TEXT SECTION:
What you need to know about the Anti-Distracted Driving Act

Aika Rey
What you need to know about the Anti-Distracted Driving Act
(UPDATED) Republic Act No 10913 or the Anti-Distracted Driving Act defines 'distracted driving' as using telecommunications or entertainment devices while in motion or temporarily stopped at a red traffic light

MANILA, Philippines (UPDATED) – The new implementing rules and regulations (IRR) of the Anti-Distracted Driving Act have been released, with revisions to take into account concerns raised by motorists and various stakeholders.

Republic Act No 10913 or the Anti-Distracted Driving Act initially took effect Thursday, May 18 – 10 months after it lapsed into law in July 2016. But the implementation of the law was suspended on May 23 after motorists complained about the vague provisions in the IRR.

After a review of the IRR, the Department of Transportation released the revised guidelines on Wednesday, June 14.

The law defines “distracted driving” as using telecommunications or entertainment devices while in motion or temporarily stopped at a red traffic light.

A 2015 National Statistics Office report cites using cellular phones while driving as one of the top causes of road crash incidents, with a total of 1,290 reported incidents from 2012 to 2014. (READ: IN NUMBERS: Road crash incidents in the Philippines)

RAW RECORDS:
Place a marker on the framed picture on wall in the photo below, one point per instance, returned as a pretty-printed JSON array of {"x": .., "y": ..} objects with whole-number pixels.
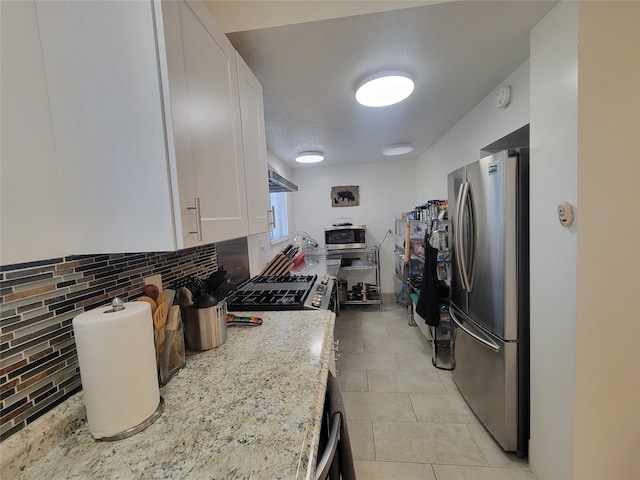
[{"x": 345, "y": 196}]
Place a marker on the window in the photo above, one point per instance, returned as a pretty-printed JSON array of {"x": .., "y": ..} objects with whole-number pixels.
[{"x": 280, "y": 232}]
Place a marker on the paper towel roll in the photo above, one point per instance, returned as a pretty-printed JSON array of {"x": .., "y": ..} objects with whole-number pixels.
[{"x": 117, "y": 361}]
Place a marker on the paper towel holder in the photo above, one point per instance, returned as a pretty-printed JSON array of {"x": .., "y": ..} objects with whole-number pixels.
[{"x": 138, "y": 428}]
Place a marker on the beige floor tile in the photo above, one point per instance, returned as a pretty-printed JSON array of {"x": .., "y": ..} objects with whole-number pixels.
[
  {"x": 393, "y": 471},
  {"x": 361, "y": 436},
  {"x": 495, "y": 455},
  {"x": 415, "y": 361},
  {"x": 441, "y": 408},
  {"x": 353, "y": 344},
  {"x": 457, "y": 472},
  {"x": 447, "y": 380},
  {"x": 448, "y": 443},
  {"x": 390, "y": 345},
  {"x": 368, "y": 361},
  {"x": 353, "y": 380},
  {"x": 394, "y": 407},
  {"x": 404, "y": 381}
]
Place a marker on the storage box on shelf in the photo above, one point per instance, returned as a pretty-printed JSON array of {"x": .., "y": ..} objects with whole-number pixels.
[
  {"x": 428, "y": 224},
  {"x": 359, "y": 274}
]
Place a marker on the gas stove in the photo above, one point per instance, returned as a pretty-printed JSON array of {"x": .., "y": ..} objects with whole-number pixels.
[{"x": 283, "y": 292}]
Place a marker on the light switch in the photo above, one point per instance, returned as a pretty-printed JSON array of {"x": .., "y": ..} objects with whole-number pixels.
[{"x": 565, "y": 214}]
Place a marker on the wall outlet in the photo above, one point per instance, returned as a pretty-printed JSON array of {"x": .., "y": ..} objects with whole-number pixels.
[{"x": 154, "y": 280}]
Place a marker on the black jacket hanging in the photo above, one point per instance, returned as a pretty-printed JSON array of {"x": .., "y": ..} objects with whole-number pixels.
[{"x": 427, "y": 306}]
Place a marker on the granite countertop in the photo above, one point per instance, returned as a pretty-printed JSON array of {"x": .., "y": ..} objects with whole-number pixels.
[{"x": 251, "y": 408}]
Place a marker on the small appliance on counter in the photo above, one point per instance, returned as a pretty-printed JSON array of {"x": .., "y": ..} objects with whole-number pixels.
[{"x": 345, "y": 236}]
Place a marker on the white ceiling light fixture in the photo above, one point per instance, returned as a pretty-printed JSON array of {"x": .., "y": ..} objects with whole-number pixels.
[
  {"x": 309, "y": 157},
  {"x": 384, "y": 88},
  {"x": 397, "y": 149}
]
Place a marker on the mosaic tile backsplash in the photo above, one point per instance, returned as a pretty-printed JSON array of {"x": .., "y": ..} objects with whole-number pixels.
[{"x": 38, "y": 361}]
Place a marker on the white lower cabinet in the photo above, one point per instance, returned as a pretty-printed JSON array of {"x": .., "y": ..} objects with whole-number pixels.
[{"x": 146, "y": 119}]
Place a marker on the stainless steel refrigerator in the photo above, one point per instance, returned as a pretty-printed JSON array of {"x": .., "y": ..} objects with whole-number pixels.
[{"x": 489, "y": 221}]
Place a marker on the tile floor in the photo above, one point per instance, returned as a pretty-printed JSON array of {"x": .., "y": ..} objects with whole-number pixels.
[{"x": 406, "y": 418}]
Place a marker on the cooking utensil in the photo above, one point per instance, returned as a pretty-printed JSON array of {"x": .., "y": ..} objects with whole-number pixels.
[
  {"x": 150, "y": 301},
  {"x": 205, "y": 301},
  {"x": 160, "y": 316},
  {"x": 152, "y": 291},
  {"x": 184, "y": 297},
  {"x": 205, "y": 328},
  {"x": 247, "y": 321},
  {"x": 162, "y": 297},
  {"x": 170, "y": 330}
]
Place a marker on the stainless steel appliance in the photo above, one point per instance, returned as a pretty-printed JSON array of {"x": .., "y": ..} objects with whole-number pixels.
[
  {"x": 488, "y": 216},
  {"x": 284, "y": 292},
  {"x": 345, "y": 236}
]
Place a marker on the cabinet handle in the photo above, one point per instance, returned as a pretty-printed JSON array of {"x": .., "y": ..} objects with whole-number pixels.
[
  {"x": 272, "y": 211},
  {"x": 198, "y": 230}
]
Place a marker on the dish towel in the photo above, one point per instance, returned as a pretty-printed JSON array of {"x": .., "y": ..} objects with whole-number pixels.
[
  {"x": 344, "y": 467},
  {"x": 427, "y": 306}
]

WORK TO COMPLETE: Reproduce the article on the Anti-Distracted Driving Act from above in full, word for word, without changing anything.

CORRECT RESPONSE:
What you need to know about the Anti-Distracted Driving Act

Aika Rey
What you need to know about the Anti-Distracted Driving Act
(UPDATED) Republic Act No 10913 or the Anti-Distracted Driving Act defines 'distracted driving' as using telecommunications or entertainment devices while in motion or temporarily stopped at a red traffic light

MANILA, Philippines (UPDATED) – The new implementing rules and regulations (IRR) of the Anti-Distracted Driving Act have been released, with revisions to take into account concerns raised by motorists and various stakeholders.

Republic Act No 10913 or the Anti-Distracted Driving Act initially took effect Thursday, May 18 – 10 months after it lapsed into law in July 2016. But the implementation of the law was suspended on May 23 after motorists complained about the vague provisions in the IRR.

After a review of the IRR, the Department of Transportation released the revised guidelines on Wednesday, June 14.

The law defines “distracted driving” as using telecommunications or entertainment devices while in motion or temporarily stopped at a red traffic light.

A 2015 National Statistics Office report cites using cellular phones while driving as one of the top causes of road crash incidents, with a total of 1,290 reported incidents from 2012 to 2014. (READ: IN NUMBERS: Road crash incidents in the Philippines)